[Dataset rows showing where objects appear]
^^^^^^^^^^^^^^^^

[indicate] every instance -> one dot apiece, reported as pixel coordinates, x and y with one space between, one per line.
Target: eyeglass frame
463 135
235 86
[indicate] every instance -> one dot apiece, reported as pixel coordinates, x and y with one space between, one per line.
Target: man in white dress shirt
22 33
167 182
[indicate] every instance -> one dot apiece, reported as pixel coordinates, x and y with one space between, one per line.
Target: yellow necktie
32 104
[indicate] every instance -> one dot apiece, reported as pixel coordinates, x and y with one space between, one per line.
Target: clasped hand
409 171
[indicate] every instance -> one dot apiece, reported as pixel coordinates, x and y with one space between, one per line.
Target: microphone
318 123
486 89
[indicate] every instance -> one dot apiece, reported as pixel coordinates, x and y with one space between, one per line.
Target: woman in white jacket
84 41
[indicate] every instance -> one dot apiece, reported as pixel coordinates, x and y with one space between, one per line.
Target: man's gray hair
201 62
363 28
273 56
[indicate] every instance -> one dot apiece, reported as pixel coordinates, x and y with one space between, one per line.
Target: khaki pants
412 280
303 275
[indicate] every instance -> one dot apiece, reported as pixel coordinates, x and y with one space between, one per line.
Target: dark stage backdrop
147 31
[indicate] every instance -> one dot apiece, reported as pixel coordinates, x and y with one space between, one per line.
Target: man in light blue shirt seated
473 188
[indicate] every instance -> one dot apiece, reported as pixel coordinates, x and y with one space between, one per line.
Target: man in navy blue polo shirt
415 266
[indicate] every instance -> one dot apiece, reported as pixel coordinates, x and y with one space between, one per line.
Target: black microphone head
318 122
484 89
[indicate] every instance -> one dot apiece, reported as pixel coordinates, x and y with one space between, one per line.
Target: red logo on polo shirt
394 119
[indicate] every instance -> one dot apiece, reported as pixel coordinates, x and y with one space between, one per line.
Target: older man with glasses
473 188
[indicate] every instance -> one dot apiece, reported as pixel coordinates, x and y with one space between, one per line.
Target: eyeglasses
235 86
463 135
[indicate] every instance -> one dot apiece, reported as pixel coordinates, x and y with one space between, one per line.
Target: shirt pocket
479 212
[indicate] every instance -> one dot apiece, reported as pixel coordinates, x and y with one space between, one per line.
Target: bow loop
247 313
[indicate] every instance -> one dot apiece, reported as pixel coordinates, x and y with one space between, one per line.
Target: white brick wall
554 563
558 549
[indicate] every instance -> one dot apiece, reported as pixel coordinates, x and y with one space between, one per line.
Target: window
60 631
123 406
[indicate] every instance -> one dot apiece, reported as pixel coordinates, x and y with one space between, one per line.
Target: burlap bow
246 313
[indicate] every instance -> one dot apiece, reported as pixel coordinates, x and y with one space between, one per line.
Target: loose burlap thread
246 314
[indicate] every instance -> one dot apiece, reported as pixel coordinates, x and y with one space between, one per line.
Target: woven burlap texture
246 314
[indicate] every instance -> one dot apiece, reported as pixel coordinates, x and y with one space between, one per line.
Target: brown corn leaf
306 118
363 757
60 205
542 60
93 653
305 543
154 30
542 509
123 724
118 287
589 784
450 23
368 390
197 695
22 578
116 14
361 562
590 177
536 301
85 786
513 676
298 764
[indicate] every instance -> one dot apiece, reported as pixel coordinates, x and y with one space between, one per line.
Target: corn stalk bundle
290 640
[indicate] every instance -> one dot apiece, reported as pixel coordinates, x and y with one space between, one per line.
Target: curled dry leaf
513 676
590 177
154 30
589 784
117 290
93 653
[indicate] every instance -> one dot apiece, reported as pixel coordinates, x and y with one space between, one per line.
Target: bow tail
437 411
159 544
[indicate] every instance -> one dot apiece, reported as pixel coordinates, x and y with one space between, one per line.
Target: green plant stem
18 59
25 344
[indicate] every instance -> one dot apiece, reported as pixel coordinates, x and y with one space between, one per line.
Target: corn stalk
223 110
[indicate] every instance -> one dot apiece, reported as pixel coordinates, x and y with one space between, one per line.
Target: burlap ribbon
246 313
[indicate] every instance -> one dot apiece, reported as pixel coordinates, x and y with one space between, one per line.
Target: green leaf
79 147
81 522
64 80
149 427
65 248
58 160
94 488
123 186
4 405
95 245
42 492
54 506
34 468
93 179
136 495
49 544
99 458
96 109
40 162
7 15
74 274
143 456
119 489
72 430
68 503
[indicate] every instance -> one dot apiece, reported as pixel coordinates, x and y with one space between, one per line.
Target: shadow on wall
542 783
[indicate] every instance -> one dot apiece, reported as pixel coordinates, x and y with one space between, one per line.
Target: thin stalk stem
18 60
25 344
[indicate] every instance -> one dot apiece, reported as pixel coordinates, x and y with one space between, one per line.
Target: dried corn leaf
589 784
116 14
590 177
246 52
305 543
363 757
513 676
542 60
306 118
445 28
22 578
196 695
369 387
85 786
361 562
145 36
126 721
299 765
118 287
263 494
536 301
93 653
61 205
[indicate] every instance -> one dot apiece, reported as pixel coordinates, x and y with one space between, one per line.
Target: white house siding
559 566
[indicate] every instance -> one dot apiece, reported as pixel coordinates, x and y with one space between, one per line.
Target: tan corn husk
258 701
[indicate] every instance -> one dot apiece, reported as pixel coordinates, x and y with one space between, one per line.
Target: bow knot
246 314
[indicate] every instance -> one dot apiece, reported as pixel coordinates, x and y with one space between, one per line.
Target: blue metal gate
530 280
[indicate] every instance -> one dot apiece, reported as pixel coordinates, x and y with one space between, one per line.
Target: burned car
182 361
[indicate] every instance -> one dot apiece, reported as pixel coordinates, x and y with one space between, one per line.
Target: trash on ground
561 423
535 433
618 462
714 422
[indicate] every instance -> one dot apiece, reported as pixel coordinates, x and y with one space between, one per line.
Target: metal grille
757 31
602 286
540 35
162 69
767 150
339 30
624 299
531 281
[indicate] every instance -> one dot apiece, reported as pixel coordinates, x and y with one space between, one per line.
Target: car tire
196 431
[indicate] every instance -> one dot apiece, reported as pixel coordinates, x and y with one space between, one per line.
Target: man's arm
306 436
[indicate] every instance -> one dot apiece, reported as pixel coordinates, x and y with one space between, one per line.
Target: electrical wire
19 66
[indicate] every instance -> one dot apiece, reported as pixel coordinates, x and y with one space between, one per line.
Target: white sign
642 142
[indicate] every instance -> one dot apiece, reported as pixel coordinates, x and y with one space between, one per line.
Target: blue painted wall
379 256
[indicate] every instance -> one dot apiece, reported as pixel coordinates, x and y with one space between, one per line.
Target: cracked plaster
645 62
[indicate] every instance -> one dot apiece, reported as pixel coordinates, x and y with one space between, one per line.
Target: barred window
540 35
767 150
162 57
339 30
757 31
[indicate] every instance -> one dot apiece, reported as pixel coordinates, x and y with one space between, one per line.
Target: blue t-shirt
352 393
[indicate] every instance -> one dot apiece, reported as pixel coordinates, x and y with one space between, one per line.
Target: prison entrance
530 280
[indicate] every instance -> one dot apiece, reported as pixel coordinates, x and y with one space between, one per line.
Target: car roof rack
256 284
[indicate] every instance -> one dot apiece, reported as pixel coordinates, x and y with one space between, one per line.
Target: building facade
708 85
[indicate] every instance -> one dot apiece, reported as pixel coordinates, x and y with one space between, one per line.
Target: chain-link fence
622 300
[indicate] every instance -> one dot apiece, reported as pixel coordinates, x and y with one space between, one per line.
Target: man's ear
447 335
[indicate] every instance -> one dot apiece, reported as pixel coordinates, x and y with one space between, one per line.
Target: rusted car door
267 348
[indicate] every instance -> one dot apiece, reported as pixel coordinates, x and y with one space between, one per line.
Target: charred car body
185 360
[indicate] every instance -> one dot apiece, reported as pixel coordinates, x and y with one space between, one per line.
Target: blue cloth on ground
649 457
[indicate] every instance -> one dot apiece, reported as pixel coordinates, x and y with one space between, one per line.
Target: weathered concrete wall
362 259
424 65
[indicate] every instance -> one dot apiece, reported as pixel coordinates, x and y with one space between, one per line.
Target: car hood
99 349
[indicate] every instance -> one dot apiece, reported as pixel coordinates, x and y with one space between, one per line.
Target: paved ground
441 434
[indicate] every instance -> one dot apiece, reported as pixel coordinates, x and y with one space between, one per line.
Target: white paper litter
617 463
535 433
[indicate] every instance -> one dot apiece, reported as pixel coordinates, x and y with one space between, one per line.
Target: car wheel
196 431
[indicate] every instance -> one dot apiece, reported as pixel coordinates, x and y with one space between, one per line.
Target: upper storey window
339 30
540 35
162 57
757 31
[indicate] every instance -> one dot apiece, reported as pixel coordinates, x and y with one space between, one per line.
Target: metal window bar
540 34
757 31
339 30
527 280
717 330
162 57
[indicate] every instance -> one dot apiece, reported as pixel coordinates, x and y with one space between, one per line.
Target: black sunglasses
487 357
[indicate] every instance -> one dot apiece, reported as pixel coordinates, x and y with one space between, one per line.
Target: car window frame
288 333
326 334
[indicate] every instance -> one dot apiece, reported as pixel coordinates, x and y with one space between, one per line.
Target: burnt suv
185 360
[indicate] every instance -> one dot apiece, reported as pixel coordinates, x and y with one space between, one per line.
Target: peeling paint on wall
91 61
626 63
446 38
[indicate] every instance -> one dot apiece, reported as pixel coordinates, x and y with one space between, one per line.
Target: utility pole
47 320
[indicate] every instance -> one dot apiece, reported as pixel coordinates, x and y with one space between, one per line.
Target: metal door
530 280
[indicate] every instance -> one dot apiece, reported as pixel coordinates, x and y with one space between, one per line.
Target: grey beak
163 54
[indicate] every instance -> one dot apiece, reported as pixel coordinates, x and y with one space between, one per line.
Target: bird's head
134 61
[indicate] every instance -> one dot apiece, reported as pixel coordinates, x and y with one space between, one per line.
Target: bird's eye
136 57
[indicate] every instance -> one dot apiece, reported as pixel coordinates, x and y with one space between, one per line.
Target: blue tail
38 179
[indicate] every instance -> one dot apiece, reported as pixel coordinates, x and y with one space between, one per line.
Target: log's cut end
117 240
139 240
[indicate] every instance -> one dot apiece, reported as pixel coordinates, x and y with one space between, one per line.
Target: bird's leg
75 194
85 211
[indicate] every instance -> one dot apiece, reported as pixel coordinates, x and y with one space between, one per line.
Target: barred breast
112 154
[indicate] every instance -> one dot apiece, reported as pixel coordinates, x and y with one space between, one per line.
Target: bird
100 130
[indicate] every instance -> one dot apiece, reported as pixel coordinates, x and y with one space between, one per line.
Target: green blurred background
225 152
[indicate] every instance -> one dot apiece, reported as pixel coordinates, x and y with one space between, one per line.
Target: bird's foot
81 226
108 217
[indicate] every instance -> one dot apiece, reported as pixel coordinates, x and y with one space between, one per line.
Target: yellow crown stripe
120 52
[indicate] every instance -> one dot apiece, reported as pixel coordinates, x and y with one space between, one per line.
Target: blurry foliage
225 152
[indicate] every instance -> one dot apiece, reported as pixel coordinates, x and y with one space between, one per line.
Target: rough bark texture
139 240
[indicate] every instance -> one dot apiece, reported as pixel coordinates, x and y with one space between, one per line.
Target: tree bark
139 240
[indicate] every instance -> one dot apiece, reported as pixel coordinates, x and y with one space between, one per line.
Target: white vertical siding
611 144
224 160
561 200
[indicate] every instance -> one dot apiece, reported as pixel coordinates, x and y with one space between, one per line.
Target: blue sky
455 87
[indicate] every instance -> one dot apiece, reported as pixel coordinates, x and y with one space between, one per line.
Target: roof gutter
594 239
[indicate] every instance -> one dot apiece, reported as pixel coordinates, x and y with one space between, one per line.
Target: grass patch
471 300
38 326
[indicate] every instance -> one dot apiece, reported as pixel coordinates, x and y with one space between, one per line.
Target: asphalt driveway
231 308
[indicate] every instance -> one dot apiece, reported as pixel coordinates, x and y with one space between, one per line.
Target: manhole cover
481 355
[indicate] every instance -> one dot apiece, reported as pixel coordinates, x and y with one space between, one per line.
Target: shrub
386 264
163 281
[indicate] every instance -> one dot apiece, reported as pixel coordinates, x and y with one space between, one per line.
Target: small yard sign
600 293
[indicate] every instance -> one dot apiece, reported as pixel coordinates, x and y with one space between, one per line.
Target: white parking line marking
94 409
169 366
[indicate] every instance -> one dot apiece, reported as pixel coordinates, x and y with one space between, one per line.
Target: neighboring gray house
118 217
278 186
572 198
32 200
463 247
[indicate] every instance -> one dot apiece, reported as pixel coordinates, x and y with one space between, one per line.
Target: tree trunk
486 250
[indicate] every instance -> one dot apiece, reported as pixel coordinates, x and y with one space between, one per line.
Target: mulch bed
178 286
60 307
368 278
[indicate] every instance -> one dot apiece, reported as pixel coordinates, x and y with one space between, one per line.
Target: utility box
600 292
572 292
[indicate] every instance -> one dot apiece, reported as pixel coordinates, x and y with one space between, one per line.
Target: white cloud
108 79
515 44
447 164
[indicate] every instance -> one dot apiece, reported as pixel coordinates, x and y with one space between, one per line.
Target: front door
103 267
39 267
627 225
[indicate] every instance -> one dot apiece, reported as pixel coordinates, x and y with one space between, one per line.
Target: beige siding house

^^^^^^^^^^^^^^^^

» TO DO:
Which lines in the records above contain the word "blue"? Pick out each one and copy it in full.

» SOLUTION TO THE PROBLEM:
Target: man in light blue shirt seated
Target: man in navy blue polo shirt
Target: blue metal gate
Target: blue painted wall
Target: blue t-shirt
Target: blue cloth on ground
Target: blue tail
Target: blue sky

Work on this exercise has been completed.